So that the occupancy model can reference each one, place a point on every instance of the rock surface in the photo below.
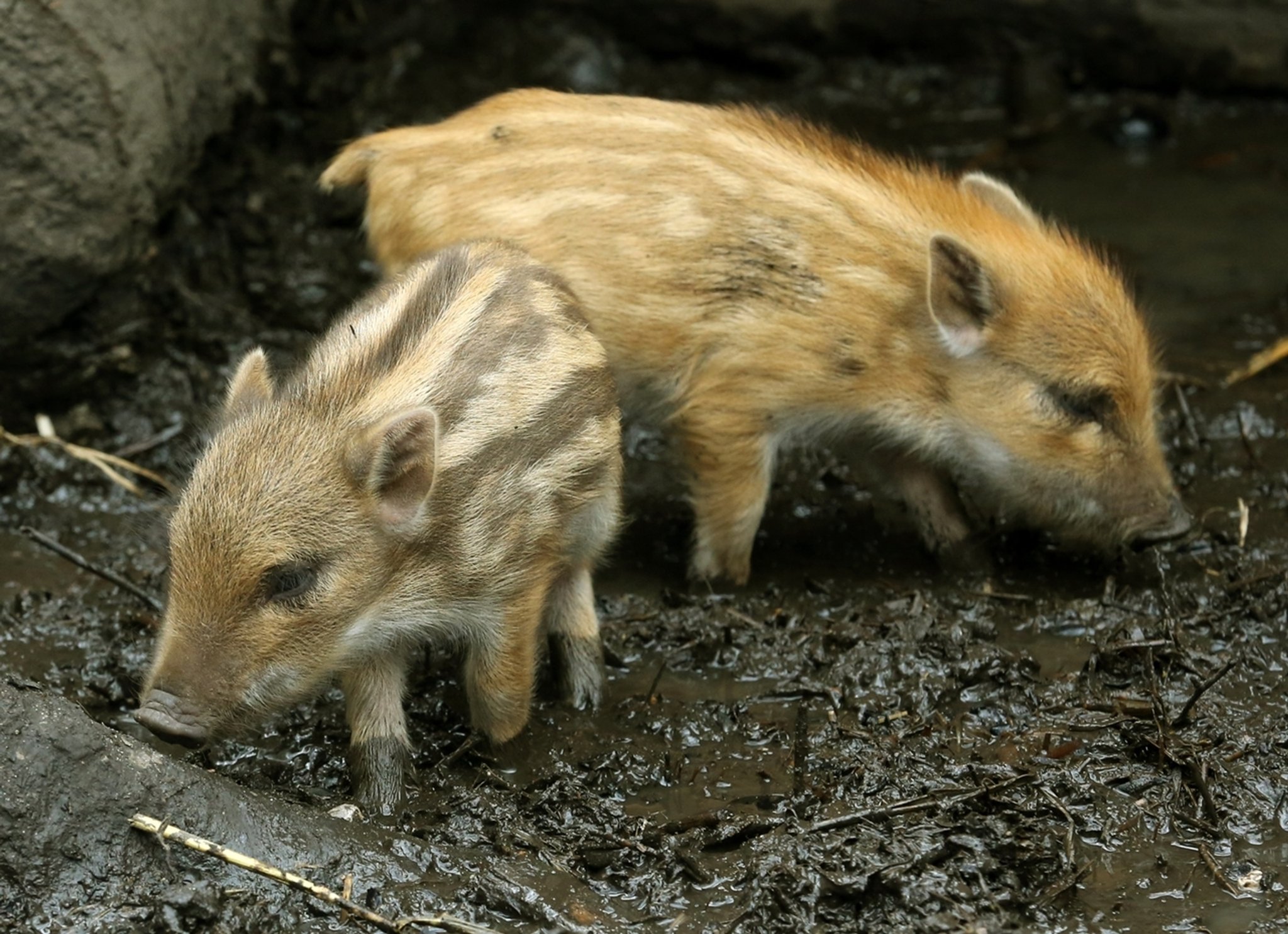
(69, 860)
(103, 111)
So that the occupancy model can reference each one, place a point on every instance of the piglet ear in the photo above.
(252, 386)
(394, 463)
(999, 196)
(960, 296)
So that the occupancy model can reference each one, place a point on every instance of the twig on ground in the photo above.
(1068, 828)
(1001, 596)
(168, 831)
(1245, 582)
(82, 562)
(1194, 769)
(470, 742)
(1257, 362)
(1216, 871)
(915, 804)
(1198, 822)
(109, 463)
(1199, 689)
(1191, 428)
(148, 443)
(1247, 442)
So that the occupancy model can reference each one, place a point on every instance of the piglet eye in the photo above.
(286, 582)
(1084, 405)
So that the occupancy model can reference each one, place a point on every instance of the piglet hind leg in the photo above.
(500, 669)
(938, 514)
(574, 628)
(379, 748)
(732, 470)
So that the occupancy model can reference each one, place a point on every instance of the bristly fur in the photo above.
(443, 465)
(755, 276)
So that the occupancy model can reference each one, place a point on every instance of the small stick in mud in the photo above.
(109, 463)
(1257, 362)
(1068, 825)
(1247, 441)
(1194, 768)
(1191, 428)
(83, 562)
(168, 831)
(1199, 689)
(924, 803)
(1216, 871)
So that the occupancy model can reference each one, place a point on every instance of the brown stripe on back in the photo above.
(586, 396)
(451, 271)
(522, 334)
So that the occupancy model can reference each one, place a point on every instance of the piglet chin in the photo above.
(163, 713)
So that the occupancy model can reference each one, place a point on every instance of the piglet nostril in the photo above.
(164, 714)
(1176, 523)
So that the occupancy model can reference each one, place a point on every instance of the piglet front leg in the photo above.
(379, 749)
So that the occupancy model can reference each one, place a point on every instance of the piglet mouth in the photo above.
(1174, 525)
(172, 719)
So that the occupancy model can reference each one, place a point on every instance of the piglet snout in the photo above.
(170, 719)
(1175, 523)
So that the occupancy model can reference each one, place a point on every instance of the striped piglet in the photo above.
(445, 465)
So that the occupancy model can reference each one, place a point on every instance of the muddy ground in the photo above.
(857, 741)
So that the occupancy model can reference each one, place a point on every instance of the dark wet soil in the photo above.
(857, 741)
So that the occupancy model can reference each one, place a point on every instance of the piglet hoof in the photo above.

===============

Task prompt
Give every line of the records above as a JSON list of strings, one string per line, with blank lines skipped. Leave the pictures out.

Full response
[
  "So that the occupancy model can reference each one, place a point on every instance of the rock surface in the photo below.",
  "(69, 860)",
  "(103, 111)",
  "So that the occupancy model can reference each one, place a point on every instance of the piglet ear in the photo above.",
  "(252, 386)",
  "(394, 463)",
  "(999, 196)",
  "(960, 296)",
  "So that the occupancy model can reference each one, place a point on every instance of the twig on ground in the photo above.",
  "(1068, 828)",
  "(1001, 596)",
  "(168, 831)",
  "(1245, 582)",
  "(82, 562)",
  "(1194, 769)",
  "(470, 742)",
  "(1257, 362)",
  "(1216, 871)",
  "(915, 804)",
  "(1198, 822)",
  "(109, 463)",
  "(1199, 689)",
  "(1191, 428)",
  "(148, 443)",
  "(1247, 442)",
  "So that the occupancy model can reference each one, place a point on every instance of the piglet eye in the photo above.",
  "(286, 582)",
  "(1084, 405)",
  "So that the occupancy model can reference each one, place a point on every instance of the piglet hind leg in the photo above.",
  "(500, 669)",
  "(938, 514)",
  "(574, 628)",
  "(379, 748)",
  "(732, 470)",
  "So that the occupancy model can reference each one, place a point on every instance of the bristly fur in the photo above.",
  "(443, 465)",
  "(755, 276)",
  "So that the occupancy model can reference each one, place a point on every instance of the small stick in mud in the photo above.",
  "(109, 463)",
  "(1257, 362)",
  "(1068, 825)",
  "(1247, 441)",
  "(1194, 768)",
  "(1191, 428)",
  "(83, 562)",
  "(168, 831)",
  "(1199, 689)",
  "(924, 803)",
  "(1216, 871)",
  "So that the occupancy model can reference each one, place a point on every instance of the brown stripe on back in the photo above.",
  "(586, 396)",
  "(451, 271)",
  "(522, 334)",
  "So that the occupancy model can reference each one, place a point on every instance of the piglet chin in the photo above.",
  "(163, 713)",
  "So that the occupancy model can reference each one, place a point on every instance of the piglet nostril in the photo above.",
  "(164, 714)",
  "(1176, 523)",
  "So that the occupancy model can reference each one, place a point on every instance of the piglet front leg in the photo above.",
  "(379, 749)",
  "So that the occupancy model can reference each one, place a point on every instance of the piglet mouth in the photo above.",
  "(1174, 525)",
  "(172, 719)",
  "So that the occupancy model can reference each one, place a point on every instance of the piglet snout in the photo above.",
  "(170, 719)",
  "(1175, 523)",
  "So that the occupancy model can reference each one, place a point on every instance of the striped piglet in the photo above.",
  "(445, 465)",
  "So that the occupancy model can reference each one, place a point on every instance of the muddy ground in the photo above.",
  "(857, 741)",
  "So that the occupancy model can reference each one, place a point on every instance of the dark wet soil in the photo above.",
  "(857, 741)",
  "So that the occupancy model can reference each one, place a point on every instance of the piglet hoof in the photo above."
]